▶ **SET EXERCISE**
According to the piece on afternoon tea at Montreal's Ritz-Carlton, what are the two sitting times for Afternoon Tea?

▶ **READING TEXT**
Despite its effortless Victorian–chic ambience, Cardinal aims to make the kind of tea Queen Victoria drank accessible to the rest of us plebs by fostering a casual atmosphere. You don’t need reservations, mild manners or deep pockets to sip the Cardinal’s tasty brews. And that’s all well and good for most of us, but if you actually want the royal treatment, you go to the Ritz.

The Palm Court
The Palm Court

Since the Hotel St. James stopped its service in 2009, the Ritz became one of the city’s only destinations for deluxe afternoon tea (the other being the Fairmont/Queen Elizabeth Hotel). From 2010 to 2012, Montreal’s century-old Ritz-Carlton was restored to its former regal, neo-classical glory, recalling an era when three quarters of Canada’s wealth resided within a three-block radius of its walls. Much of the original façade, moldings and architecture have been maintained—a fact that is immediately evident upon entering the lobby’s Palm Court.

The Palm Court, an open room bedecked by softly lit chandeliers, an actual fireplace, and enough pastel velvet to make anyone feel like a queen, is the first thing you see as you walk through the Ritz’s gilded revolving doors. This is the room where Paul Giamatti’s fictional wedding receptions take place in the film Barney’s Version. It’s the room bordering the ballroom where Elizabeth Taylor and Richard Burton got married in 40 years ago. It’s the room that former Ritz-Carlton owners once sat above, sipping cognac, spying on the hotel’s new guests, who were among Canada’s richest. It’s a room that offers a rare glimpse into Montreal’s ghostly British history. Appropriately, this is the room where Afternoon Tea is served.

Though I fully appreciated the irony of partaking in such a British ceremony at the height of provincial-election season, I can hardly regret spending a late-March Saturday afternoon pretending to be a richer, better looking, more luxurious tea drinker than I actually am. Afternoon Tea at the Ritz is served in two sittings, at 1:30 and 4:30 p.m., beneath a ceiling of painted palms that turn the Palm Court’s pastel sophistication into a sort of elegant jungle. When I arrived for the 1:30 sitting, three couples had already been denied for not making a reservation (don’t make the same mistake if you plan on attending; their shame was palpable).

▶ **Stored entries**
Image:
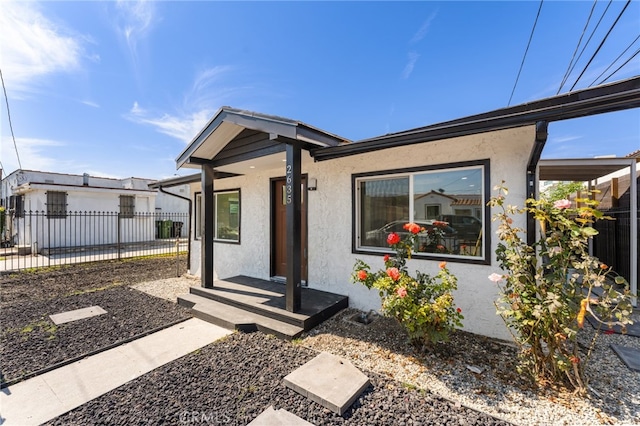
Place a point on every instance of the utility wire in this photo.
(525, 53)
(616, 60)
(584, 30)
(601, 44)
(620, 67)
(6, 98)
(588, 40)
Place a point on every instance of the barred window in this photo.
(127, 206)
(56, 204)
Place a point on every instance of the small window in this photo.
(127, 206)
(198, 216)
(15, 203)
(227, 216)
(56, 204)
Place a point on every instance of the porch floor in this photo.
(251, 304)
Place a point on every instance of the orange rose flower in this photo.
(412, 227)
(393, 238)
(393, 273)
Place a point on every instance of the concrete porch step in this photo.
(234, 318)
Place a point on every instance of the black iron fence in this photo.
(37, 239)
(612, 245)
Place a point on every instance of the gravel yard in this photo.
(233, 380)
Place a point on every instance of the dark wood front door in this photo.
(279, 229)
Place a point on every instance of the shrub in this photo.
(551, 286)
(422, 305)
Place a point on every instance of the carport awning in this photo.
(589, 169)
(581, 169)
(234, 135)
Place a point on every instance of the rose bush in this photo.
(550, 287)
(422, 305)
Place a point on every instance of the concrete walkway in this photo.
(49, 395)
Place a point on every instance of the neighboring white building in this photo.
(48, 210)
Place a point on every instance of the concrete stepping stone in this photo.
(271, 417)
(328, 380)
(630, 356)
(78, 314)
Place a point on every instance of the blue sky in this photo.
(118, 89)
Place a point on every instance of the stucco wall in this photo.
(330, 257)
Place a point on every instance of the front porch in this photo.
(252, 304)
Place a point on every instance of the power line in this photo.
(620, 67)
(6, 98)
(525, 52)
(584, 30)
(588, 41)
(601, 44)
(616, 60)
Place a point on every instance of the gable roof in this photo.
(234, 135)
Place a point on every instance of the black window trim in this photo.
(127, 214)
(486, 166)
(60, 214)
(215, 192)
(197, 232)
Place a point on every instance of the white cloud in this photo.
(34, 46)
(135, 20)
(411, 62)
(32, 155)
(91, 104)
(203, 99)
(422, 32)
(183, 127)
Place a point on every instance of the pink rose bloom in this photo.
(393, 273)
(495, 277)
(562, 204)
(393, 238)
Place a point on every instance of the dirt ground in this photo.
(29, 340)
(48, 283)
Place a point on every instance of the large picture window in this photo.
(227, 216)
(448, 202)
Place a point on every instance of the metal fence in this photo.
(37, 239)
(612, 245)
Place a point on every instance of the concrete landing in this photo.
(630, 356)
(328, 380)
(51, 394)
(271, 417)
(77, 314)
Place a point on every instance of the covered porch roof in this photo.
(234, 137)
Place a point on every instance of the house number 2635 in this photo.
(289, 186)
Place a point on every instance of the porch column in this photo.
(206, 243)
(294, 235)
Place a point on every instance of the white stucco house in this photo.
(50, 210)
(278, 200)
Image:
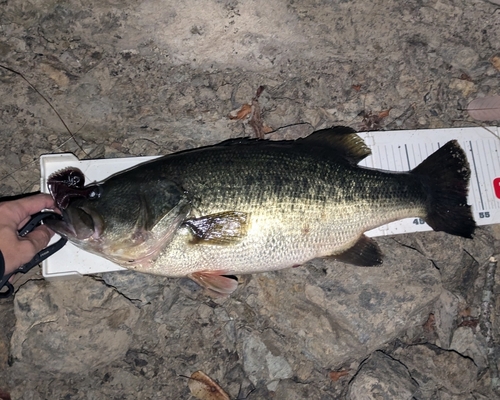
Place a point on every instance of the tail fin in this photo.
(446, 175)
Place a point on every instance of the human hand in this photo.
(14, 215)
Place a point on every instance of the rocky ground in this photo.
(144, 78)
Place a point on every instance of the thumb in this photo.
(39, 238)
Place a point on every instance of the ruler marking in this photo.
(407, 157)
(475, 173)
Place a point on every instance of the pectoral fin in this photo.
(222, 228)
(215, 282)
(364, 253)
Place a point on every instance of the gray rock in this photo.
(468, 342)
(339, 312)
(77, 326)
(436, 369)
(381, 377)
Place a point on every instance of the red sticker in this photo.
(496, 186)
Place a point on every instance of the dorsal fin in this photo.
(342, 140)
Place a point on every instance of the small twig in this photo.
(487, 305)
(48, 102)
(256, 118)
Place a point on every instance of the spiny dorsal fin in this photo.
(342, 140)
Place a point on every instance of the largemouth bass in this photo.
(246, 206)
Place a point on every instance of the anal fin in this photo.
(215, 282)
(364, 253)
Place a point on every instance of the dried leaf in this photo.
(4, 395)
(471, 323)
(242, 113)
(336, 375)
(204, 388)
(383, 114)
(485, 108)
(465, 77)
(495, 61)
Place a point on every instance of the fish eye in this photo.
(95, 193)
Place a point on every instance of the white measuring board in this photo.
(391, 150)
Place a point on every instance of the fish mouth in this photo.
(77, 223)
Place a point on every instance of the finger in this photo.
(19, 210)
(38, 238)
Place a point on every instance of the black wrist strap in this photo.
(2, 265)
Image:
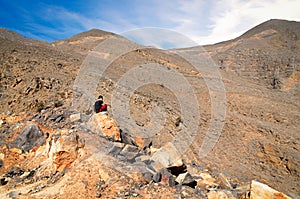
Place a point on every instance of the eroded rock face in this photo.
(105, 126)
(263, 191)
(29, 137)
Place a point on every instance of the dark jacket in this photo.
(98, 105)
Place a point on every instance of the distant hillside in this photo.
(268, 53)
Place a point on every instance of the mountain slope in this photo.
(260, 138)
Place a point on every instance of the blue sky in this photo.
(202, 21)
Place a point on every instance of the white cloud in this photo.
(231, 18)
(203, 21)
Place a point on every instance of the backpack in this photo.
(103, 108)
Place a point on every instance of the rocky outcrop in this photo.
(30, 137)
(103, 125)
(261, 191)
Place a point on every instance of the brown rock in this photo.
(261, 191)
(105, 126)
(224, 182)
(223, 194)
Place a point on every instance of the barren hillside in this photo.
(50, 149)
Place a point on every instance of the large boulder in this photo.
(105, 126)
(29, 137)
(166, 157)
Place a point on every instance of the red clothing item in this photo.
(103, 108)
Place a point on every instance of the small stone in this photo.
(224, 182)
(13, 194)
(186, 179)
(223, 194)
(116, 148)
(167, 178)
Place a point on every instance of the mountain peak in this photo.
(89, 33)
(278, 25)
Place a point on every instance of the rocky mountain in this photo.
(51, 149)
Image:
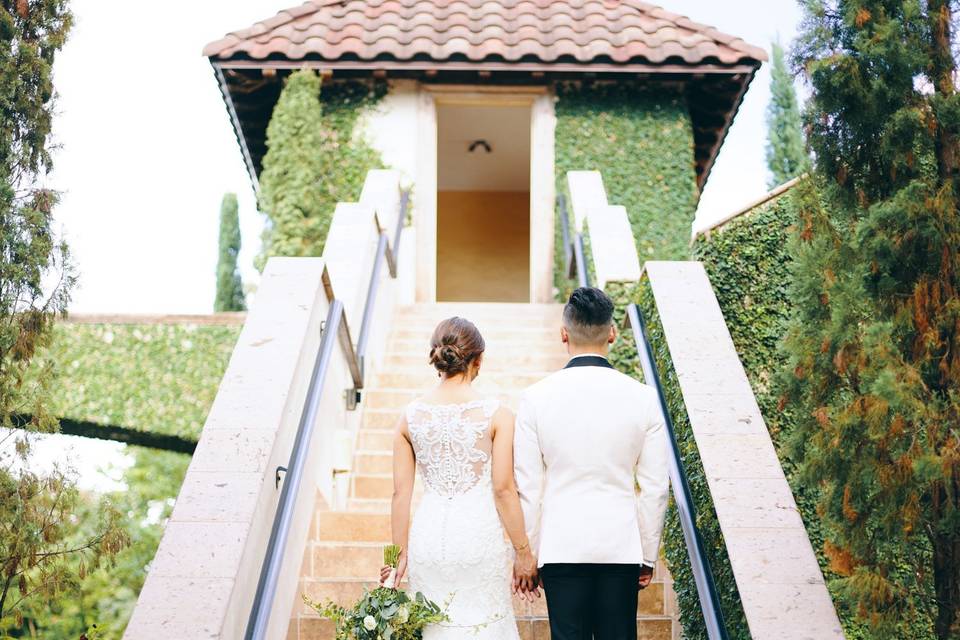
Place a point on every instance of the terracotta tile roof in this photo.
(545, 31)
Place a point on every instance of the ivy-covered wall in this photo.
(315, 158)
(749, 264)
(640, 139)
(624, 357)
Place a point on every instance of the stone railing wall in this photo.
(202, 581)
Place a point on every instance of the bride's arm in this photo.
(508, 499)
(404, 472)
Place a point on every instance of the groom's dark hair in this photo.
(588, 315)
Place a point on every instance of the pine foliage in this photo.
(874, 349)
(39, 555)
(229, 284)
(786, 152)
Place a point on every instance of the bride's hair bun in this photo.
(455, 344)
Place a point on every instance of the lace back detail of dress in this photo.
(452, 443)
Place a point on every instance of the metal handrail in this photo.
(334, 329)
(699, 562)
(573, 247)
(579, 253)
(280, 532)
(384, 251)
(565, 233)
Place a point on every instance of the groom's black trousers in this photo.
(592, 601)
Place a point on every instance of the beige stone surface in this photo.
(346, 546)
(586, 192)
(612, 245)
(780, 583)
(215, 541)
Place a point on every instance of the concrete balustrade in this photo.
(781, 587)
(202, 581)
(613, 248)
(780, 584)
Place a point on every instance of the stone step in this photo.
(367, 486)
(379, 420)
(345, 592)
(343, 526)
(346, 560)
(372, 439)
(366, 461)
(648, 628)
(369, 505)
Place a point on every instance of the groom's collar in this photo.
(588, 360)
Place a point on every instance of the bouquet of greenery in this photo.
(383, 613)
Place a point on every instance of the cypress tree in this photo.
(292, 189)
(786, 154)
(874, 351)
(41, 554)
(229, 285)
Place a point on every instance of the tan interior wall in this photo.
(483, 246)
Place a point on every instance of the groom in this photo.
(591, 466)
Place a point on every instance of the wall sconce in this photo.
(479, 143)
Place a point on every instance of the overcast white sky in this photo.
(148, 151)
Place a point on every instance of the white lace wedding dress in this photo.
(458, 556)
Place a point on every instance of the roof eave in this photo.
(731, 114)
(237, 129)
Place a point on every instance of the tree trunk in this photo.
(946, 580)
(941, 74)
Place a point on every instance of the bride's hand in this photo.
(525, 578)
(401, 571)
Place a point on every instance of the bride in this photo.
(456, 551)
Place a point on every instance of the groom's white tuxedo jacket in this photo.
(590, 454)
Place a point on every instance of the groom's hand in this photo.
(646, 575)
(525, 578)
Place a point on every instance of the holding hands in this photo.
(526, 579)
(394, 568)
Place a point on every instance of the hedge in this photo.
(150, 377)
(641, 141)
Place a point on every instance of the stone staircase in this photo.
(344, 551)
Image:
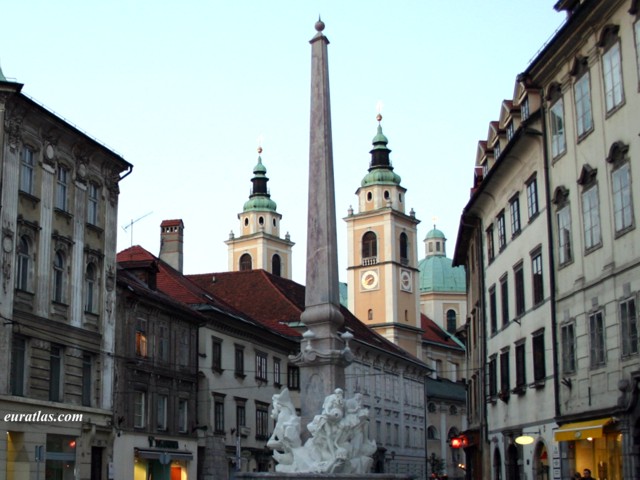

▶ **TASK ANSWER**
1:30 and 4:30 p.m.